[Point placement records]
------------

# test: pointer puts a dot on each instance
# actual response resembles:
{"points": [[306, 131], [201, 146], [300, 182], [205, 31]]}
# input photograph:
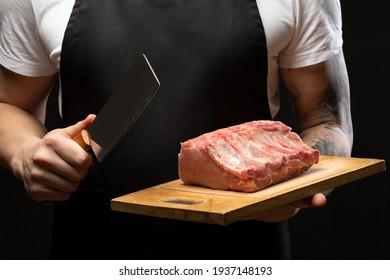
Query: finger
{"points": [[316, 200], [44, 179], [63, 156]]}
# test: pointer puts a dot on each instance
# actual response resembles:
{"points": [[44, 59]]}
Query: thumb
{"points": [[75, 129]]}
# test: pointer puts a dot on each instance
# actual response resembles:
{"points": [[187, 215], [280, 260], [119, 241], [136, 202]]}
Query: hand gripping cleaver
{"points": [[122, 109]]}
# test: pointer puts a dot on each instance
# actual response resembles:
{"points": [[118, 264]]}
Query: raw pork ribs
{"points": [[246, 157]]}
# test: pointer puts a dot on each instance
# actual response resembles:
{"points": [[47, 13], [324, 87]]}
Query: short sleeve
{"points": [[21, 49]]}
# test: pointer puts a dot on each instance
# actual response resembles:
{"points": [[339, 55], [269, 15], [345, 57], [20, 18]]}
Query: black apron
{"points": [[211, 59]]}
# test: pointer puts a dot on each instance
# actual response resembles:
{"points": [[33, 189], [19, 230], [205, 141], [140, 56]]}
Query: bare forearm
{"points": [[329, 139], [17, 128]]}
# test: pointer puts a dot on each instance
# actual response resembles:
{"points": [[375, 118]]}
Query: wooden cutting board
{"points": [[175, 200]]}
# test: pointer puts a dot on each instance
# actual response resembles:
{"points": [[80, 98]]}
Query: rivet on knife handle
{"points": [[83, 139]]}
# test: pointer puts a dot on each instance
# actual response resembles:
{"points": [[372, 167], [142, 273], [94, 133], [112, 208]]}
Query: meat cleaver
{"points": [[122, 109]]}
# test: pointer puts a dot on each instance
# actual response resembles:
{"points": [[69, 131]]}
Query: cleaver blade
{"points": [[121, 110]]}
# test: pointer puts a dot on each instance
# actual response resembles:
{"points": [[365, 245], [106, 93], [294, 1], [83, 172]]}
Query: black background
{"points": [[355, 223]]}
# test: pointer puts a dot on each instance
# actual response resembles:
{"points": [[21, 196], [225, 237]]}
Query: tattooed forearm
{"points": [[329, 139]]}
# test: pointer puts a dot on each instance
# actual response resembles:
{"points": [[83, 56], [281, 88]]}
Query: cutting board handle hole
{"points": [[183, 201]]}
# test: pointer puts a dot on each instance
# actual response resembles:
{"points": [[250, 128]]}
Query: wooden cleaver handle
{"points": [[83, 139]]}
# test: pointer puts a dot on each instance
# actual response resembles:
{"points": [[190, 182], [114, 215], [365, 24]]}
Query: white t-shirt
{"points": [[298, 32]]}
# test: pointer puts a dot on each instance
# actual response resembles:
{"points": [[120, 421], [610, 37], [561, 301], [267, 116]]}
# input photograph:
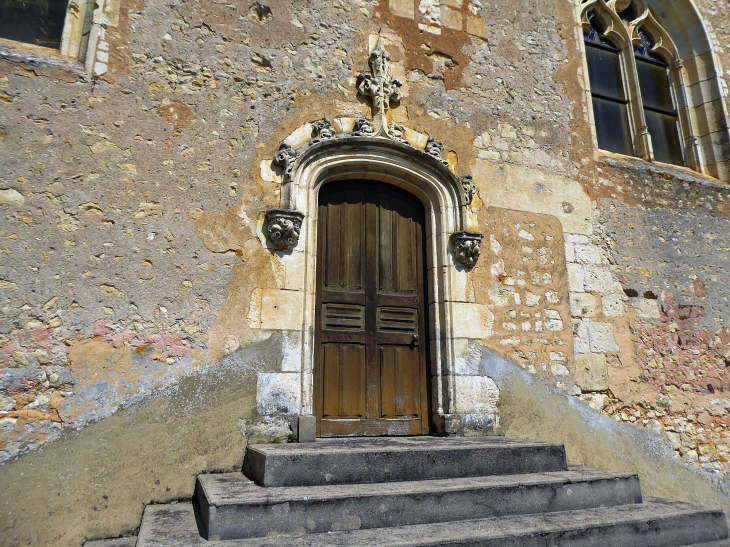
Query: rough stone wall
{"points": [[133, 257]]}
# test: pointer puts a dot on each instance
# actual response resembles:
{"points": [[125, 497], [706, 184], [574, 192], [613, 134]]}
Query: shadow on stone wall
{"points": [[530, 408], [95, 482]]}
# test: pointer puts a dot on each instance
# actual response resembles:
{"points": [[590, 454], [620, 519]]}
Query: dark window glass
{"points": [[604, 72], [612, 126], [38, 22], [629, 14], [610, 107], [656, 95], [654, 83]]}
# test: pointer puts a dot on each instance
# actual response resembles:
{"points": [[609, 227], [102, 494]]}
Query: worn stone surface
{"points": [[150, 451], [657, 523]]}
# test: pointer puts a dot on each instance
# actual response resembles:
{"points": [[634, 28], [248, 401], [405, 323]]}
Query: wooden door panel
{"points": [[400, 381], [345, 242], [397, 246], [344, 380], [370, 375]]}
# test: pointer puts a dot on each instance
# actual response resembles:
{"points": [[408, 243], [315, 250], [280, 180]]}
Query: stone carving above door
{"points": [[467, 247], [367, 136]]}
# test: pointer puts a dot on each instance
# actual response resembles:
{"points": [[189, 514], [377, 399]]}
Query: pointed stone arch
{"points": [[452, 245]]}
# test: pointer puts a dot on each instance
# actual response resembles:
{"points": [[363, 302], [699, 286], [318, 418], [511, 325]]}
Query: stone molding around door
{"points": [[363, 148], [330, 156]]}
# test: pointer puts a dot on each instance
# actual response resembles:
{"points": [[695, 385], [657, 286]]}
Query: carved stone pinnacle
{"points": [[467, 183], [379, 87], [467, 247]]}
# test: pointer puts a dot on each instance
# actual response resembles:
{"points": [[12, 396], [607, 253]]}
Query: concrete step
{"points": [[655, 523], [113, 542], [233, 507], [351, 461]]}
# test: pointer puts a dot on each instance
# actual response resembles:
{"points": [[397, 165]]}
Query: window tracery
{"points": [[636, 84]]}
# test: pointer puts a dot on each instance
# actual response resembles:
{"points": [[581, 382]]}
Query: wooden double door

------------

Pictures stay out of the copy; please restate every record above exactly.

# test: pointer puts a dot on each instance
# actual response resembles:
{"points": [[306, 131], [201, 146], [300, 182], [205, 31]]}
# input photograph:
Query: finger
{"points": [[316, 200], [44, 179], [63, 156]]}
# test: pointer puts a dot on each instance
# actual response resembles:
{"points": [[44, 59]]}
Query: thumb
{"points": [[75, 129]]}
# test: pointer puts a dot on each instance
# actual response resembles:
{"points": [[187, 215], [280, 260], [119, 241], [136, 202]]}
Query: hand gripping cleaver
{"points": [[122, 109]]}
# test: pointer puts a dot on each instance
# actual response resembles:
{"points": [[118, 264]]}
Query: raw pork ribs
{"points": [[246, 157]]}
# test: pointer puts a dot on each instance
# actual response resembles:
{"points": [[47, 13], [324, 87]]}
Query: short sleeve
{"points": [[21, 49]]}
# test: pointer puts a dot on each instance
# actual response resembles:
{"points": [[339, 55], [269, 15], [345, 57], [20, 18]]}
Query: black apron
{"points": [[211, 59]]}
# test: pointer puts a dot on each instance
# actual response resembles:
{"points": [[33, 189], [19, 230], [205, 141], [140, 56]]}
Query: bare forearm
{"points": [[329, 139], [17, 128]]}
# test: pointer puts a dot on each instance
# actual response resembles:
{"points": [[375, 118]]}
Query: wooden cutting board
{"points": [[175, 200]]}
# test: pointer puts a dot on each instance
# actual response resembles:
{"points": [[80, 98]]}
Query: rivet on knife handle
{"points": [[83, 139]]}
# test: pointer puts a dot on each instance
# actual response resembles:
{"points": [[372, 167], [142, 273], [94, 133], [112, 208]]}
Query: meat cleaver
{"points": [[122, 109]]}
# test: pointer puts a dot on each instance
# actual response resembles:
{"points": [[69, 131]]}
Query: cleaver blade
{"points": [[121, 110]]}
# test: pointer puts a dot on each instance
# actual response resembles:
{"points": [[365, 245], [106, 93], [294, 1], [83, 172]]}
Query: black background
{"points": [[355, 223]]}
# test: pointer puts a dot on each instance
# actual response resembles:
{"points": [[21, 196], [225, 237]]}
Query: tattooed forearm
{"points": [[329, 139]]}
# test: pointer puts a dot on each instance
# actual response resembles:
{"points": [[83, 56], [281, 88]]}
Query: cutting board handle hole
{"points": [[183, 201]]}
# test: pointer puts a dot on each instance
# actual response resembles:
{"points": [[250, 128]]}
Query: wooden cleaver handle
{"points": [[83, 139]]}
# test: pointer puts a dot on each instance
# actual response resembles:
{"points": [[190, 182], [114, 215], [365, 24]]}
Query: white t-shirt
{"points": [[298, 32]]}
# test: pointer puts a dot on each instance
# actual response resembles:
{"points": [[120, 421], [610, 37], [561, 301], [267, 116]]}
# input photograph:
Query: rough stone wall
{"points": [[133, 257]]}
# test: pointer puts a dot on each instance
# actual response resembles:
{"points": [[125, 497], [706, 184], [574, 192], [613, 134]]}
Query: shadow on stone wall
{"points": [[530, 408], [95, 482]]}
# test: pointer puts a dot on each instance
# actual response resembles:
{"points": [[590, 454], [620, 519]]}
Query: dark window glass
{"points": [[604, 72], [612, 126], [38, 22], [629, 14], [610, 107], [656, 95], [654, 83]]}
# test: pointer puts a dot on each instance
# actual response resembles:
{"points": [[609, 227], [102, 494]]}
Query: worn stone surface
{"points": [[150, 451], [657, 523]]}
# test: pointer puts a dot on each instance
# actual response resembles:
{"points": [[634, 28], [248, 401], [405, 323]]}
Query: wooden door panel
{"points": [[400, 381], [345, 242], [397, 246], [344, 380], [370, 375]]}
# test: pointer puts a dot on each instance
# actual response resembles:
{"points": [[408, 243], [315, 250], [280, 180]]}
Query: stone carving above door
{"points": [[467, 247], [367, 136]]}
# test: pointer puts a dot on each instance
# actual response resembles:
{"points": [[189, 514], [377, 399]]}
Query: pointed stone arch
{"points": [[452, 245]]}
# test: pointer puts a dot on each instance
# actual response resembles:
{"points": [[363, 302], [699, 286], [318, 418], [511, 325]]}
Query: stone molding around door
{"points": [[363, 148], [330, 156]]}
# test: pointer puts a dot on each instance
# actual response resembles:
{"points": [[695, 385], [657, 286]]}
Query: carved stone pinnacle
{"points": [[467, 183], [379, 87], [467, 247]]}
# test: pointer puts a dot on each instance
# actual response resembles:
{"points": [[12, 396], [607, 253]]}
Query: concrete step
{"points": [[655, 523], [113, 542], [233, 507], [351, 461]]}
# test: pointer puts a dot on each instance
# actual response resembles:
{"points": [[397, 165]]}
Query: window tracery
{"points": [[636, 84]]}
# test: pointer puts a dot on each instance
# actual response resembles:
{"points": [[581, 382]]}
Query: wooden double door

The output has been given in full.